§ **Set problem**: Locate every line in the listing below that contains the word "wheel", and copy each of those lines. Case counts.

(Lines of data)
──────

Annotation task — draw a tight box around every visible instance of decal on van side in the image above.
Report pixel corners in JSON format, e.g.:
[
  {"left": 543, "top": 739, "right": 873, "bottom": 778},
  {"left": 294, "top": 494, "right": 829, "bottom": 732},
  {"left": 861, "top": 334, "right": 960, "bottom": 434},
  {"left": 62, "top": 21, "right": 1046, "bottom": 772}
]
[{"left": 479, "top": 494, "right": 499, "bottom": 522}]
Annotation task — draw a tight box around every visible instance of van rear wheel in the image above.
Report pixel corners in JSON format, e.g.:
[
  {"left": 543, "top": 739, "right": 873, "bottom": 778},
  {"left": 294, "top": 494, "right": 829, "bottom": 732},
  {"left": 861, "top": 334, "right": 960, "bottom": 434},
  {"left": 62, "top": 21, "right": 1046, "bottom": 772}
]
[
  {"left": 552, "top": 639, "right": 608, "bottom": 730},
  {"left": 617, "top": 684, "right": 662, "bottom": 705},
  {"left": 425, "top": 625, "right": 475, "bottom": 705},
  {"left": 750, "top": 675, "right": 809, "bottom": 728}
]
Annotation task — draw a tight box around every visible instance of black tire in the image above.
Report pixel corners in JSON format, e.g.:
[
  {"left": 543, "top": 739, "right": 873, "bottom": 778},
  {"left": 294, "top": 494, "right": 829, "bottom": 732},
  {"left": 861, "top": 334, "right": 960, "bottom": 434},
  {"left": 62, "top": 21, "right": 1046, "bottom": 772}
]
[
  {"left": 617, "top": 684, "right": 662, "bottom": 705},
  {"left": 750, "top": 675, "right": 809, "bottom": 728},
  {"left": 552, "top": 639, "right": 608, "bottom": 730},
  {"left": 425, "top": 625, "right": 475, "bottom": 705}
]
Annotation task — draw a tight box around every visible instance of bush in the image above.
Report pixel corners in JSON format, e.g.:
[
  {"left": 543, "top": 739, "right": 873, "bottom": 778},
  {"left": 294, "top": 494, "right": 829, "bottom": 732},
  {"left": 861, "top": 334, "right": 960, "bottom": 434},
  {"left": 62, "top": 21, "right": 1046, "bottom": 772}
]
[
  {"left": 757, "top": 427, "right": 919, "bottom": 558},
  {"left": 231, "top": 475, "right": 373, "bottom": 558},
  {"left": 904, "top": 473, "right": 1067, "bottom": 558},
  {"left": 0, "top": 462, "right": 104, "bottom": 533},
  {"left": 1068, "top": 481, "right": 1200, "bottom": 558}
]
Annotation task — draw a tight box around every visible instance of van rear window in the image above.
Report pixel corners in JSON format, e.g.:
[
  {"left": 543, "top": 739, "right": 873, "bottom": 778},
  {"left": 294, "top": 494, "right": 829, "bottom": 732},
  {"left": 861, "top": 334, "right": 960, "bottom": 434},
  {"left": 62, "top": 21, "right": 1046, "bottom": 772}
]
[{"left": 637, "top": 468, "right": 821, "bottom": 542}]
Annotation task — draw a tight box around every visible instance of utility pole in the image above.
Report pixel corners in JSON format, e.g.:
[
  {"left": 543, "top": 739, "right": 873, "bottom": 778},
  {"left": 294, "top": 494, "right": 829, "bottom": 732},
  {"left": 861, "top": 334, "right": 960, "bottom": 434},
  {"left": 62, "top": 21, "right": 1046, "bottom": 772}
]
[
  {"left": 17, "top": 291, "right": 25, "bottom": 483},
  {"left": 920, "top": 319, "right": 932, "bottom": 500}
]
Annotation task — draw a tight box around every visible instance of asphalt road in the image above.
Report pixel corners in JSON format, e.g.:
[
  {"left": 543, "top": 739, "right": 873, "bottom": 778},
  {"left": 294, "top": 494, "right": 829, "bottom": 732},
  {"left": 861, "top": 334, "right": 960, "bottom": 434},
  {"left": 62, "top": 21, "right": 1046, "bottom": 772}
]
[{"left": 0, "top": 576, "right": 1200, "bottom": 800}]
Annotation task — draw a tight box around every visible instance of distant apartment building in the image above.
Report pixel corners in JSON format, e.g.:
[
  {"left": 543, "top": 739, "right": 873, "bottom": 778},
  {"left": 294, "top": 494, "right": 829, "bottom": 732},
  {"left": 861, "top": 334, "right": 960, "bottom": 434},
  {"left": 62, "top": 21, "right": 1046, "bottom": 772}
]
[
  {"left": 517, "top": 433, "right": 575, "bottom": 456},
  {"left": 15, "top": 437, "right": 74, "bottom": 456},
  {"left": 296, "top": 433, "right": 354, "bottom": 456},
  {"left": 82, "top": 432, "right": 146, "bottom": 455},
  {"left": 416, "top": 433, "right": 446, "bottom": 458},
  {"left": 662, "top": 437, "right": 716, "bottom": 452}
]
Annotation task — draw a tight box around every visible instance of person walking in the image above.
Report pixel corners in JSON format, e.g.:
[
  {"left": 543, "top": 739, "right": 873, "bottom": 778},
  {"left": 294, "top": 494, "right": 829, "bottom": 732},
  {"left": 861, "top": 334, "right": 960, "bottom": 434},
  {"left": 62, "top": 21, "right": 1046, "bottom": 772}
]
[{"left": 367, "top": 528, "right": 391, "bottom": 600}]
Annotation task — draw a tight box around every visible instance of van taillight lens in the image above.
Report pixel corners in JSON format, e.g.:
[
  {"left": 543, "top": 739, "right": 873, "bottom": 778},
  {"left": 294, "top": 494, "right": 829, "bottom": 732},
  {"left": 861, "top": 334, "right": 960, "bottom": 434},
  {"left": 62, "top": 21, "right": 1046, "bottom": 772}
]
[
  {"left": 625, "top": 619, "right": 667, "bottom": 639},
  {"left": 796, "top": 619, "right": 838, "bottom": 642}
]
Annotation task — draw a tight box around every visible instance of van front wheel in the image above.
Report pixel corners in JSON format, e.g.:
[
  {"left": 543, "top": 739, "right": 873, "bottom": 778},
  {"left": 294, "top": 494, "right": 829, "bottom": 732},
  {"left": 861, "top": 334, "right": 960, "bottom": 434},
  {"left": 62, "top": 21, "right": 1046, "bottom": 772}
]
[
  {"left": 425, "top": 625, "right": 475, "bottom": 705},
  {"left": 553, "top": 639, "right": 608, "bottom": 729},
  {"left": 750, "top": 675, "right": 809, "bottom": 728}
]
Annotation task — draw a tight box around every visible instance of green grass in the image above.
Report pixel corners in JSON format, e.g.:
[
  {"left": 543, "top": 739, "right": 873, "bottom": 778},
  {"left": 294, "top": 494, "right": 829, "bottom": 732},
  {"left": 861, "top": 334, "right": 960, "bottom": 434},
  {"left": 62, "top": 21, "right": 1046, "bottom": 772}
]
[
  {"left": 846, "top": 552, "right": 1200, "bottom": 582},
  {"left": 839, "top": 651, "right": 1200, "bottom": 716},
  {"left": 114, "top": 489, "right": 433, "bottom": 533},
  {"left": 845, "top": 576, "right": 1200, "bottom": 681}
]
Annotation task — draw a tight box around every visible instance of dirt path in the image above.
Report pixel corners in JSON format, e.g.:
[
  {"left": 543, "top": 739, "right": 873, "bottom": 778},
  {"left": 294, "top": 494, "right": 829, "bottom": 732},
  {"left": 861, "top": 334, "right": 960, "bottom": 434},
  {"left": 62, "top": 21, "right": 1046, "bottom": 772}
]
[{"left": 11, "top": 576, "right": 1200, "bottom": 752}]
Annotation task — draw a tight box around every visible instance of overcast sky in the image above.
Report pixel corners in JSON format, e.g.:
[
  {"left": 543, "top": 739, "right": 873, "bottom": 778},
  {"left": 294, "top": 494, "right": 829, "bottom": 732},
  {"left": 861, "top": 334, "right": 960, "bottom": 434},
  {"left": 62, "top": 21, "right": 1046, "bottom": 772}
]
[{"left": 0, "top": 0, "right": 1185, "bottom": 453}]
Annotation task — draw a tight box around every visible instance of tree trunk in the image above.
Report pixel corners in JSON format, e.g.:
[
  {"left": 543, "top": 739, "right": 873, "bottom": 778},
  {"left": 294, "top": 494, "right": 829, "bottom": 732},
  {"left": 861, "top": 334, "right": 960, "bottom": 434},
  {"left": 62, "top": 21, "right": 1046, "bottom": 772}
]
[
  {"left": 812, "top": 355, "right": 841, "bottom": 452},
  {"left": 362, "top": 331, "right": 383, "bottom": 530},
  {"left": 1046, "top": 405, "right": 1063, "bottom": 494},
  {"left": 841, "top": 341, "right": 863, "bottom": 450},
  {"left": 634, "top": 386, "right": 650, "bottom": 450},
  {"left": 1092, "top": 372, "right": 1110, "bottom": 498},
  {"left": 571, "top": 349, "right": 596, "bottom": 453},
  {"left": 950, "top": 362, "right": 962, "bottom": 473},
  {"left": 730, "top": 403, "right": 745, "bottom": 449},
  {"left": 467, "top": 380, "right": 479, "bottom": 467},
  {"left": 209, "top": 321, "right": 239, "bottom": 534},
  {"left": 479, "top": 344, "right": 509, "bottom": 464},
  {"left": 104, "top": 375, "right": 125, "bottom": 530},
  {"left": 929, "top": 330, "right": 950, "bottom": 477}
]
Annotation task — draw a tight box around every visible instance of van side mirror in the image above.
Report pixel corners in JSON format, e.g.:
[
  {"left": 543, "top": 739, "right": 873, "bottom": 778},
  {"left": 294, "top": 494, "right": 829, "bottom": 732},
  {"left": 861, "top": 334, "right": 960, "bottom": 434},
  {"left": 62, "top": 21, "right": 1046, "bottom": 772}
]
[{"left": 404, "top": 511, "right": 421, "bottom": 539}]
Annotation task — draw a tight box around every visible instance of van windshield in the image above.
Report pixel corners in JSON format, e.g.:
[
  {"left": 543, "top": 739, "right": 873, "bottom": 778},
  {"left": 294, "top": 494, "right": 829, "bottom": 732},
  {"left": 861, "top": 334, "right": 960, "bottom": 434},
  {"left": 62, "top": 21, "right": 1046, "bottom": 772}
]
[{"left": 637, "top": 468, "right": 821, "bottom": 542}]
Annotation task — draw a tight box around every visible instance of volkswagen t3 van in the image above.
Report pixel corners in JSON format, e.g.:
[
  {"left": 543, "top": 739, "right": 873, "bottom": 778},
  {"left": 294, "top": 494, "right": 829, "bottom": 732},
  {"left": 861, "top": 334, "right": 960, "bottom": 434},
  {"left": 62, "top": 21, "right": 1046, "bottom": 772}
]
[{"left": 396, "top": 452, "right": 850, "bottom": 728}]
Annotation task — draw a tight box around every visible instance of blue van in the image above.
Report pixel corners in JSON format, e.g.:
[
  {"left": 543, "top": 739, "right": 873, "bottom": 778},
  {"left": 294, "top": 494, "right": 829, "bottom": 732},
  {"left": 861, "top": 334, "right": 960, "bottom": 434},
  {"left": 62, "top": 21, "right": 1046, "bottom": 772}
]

──────

§ **The completed task**:
Annotation task — draw a tight box around every visible instance of van rear wheel in the image above.
Annotation task — draw a tight box around every visible instance of van front wheel in the image above.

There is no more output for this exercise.